[Start of EXERCISE MATERIAL]

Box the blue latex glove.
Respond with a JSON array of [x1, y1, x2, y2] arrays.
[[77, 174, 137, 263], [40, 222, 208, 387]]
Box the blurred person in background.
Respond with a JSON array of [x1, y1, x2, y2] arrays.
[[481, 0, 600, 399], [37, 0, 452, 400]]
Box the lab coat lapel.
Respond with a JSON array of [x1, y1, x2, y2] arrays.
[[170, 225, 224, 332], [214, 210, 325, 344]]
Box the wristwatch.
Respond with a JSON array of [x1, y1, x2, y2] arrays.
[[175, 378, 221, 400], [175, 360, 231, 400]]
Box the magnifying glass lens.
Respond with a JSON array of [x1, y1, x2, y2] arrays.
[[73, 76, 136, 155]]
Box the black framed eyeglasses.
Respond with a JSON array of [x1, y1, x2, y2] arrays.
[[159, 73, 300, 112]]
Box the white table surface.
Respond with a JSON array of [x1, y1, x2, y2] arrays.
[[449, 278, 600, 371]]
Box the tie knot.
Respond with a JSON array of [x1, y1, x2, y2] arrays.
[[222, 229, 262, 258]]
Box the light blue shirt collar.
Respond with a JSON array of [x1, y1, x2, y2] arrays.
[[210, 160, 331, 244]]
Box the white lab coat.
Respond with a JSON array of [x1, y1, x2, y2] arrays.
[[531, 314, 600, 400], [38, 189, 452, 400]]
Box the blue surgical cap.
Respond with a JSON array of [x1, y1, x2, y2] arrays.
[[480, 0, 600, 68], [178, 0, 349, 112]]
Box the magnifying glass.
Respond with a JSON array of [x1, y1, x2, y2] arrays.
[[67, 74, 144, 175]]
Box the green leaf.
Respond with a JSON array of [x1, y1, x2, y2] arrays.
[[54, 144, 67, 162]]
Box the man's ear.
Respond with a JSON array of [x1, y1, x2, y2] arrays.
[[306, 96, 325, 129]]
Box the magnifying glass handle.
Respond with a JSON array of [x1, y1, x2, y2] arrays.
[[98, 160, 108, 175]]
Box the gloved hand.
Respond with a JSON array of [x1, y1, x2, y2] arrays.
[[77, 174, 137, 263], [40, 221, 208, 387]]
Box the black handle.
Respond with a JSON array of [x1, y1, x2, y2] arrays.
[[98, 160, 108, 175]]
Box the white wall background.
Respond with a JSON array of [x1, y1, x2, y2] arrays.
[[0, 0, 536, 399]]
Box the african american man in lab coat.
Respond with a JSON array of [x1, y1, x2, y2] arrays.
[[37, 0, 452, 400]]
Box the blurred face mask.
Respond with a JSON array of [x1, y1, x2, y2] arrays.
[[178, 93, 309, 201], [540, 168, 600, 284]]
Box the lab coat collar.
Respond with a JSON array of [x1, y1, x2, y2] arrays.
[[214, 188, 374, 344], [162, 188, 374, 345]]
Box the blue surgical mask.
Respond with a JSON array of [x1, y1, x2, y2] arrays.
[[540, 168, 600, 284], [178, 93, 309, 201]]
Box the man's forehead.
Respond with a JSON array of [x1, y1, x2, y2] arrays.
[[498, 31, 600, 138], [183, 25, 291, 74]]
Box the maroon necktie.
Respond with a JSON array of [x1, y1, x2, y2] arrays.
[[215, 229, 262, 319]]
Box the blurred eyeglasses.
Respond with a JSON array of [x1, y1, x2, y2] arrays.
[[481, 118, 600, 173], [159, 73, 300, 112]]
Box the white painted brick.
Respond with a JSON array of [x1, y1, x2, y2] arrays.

[End of EXERCISE MATERIAL]

#### REQUIREMENTS
Rewrite the entire listing above with every "magnifying glass" swapped for "hand lens", keeping everything else the same.

#### EXERCISE RESPONSE
Box the blue latex glove.
Respond with a JSON array of [x1, y1, x2, y2] arrays.
[[77, 174, 137, 263], [40, 222, 208, 387]]
Box the blurred person in background.
Respond with a JSON array of [x1, y1, x2, y2] arrays.
[[481, 0, 600, 399], [37, 0, 452, 400]]
Box the lab coat lapel.
Respond with a JSON array of [x1, y1, x2, y2] arrays.
[[170, 225, 224, 332], [214, 210, 325, 344]]
Box the wristwatch.
Respond with a JSON array of [x1, y1, x2, y2] arrays.
[[175, 378, 221, 400], [175, 360, 231, 400]]
Box the hand lens lens.
Respond with a JSON array of [x1, y1, x2, y2] arrays.
[[73, 76, 136, 155]]
Box the black framed eyeglasses.
Respond with a JSON array of [x1, y1, x2, y2] arrays.
[[159, 73, 300, 112]]
Box the white table surface.
Respond with a JSON array of [x1, y1, x2, y2] arrays.
[[449, 278, 600, 371]]
Box the tie knot.
Respond with a JSON array of [x1, y1, x2, y2] arrays.
[[222, 229, 262, 258]]
Box the light blue shirt collar.
Respond with a JSON array of [x1, y1, x2, y2] arrays.
[[210, 160, 331, 244]]
Box the white lab coat.
Respond with a JSON array of [x1, y1, x2, y2] arrays.
[[531, 314, 600, 400], [38, 189, 452, 400]]
Box the blue surgical cap.
Respond with a JSON array of [x1, y1, x2, y2] arrays.
[[480, 0, 600, 68], [178, 0, 349, 112]]
Box the hand lens.
Respond with a JSON array of [x1, y1, x2, y2] arrays.
[[67, 74, 144, 175]]
Box the green leaf.
Respond with a JSON array of [x1, y1, x2, y2] arrays.
[[54, 144, 67, 162]]
Box the man's ear.
Respond with a JSON array of [x1, y1, x2, y2] arrays.
[[306, 96, 325, 129]]
Box the hand lens handle.
Respond with a JSON array of [x1, y1, x2, y2] arrays.
[[98, 160, 108, 175]]
Box the gloved hand.
Respond with a JSON array of [x1, y1, x2, y2] arrays.
[[77, 174, 137, 263], [40, 221, 208, 387]]
Box the black handle.
Respond with a JSON array of [x1, y1, x2, y2] arrays.
[[98, 160, 108, 175]]
Box the white wall background.
Respond with a JSON array of [x1, y1, x2, y2] arrays.
[[0, 0, 536, 399]]
Box the african american man in lab coat.
Respond with a JSON array of [x1, y1, x2, y2] arrays.
[[37, 0, 452, 400]]
Box the blurred face mask.
Respond with a JSON array of [x1, y1, x2, y2] arrays.
[[178, 93, 309, 201], [540, 168, 600, 284]]
Box the lab coat collar.
Respond with a JSON array of [x1, y1, x2, y2] arrays.
[[214, 188, 374, 344], [162, 188, 374, 345]]
Box the blue surgical mask.
Respond with a JSON array of [x1, y1, x2, y2] arrays.
[[540, 168, 600, 284], [178, 93, 309, 201]]
Box the man's forehead.
Respond with a JSON array of [x1, y1, x2, y2] arrays.
[[498, 31, 600, 138], [183, 25, 291, 74]]
Box the maroon necktie.
Respond with a JSON array of [x1, y1, x2, y2] arrays.
[[215, 229, 262, 319]]
Box the blurred eyeglasses.
Respond with a JSON array of [x1, y1, x2, y2] arrays.
[[481, 118, 600, 173], [159, 73, 300, 112]]
Box the white painted brick.
Respond with a JSON array of [x1, y1, x2, y2] arrays.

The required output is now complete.